[Extracted records]
════════════════
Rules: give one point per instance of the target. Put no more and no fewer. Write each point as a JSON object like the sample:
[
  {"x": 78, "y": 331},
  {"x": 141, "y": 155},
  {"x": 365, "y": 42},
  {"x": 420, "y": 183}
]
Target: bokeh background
════════════════
§ Activity
Above are the records; set each one down word for word.

§ Task solution
Rules: give one point per instance of the target. Put no more and no fewer. Write each point as a JSON object like the sample:
[
  {"x": 78, "y": 331},
  {"x": 141, "y": 155},
  {"x": 365, "y": 42},
  {"x": 420, "y": 183}
]
Target: bokeh background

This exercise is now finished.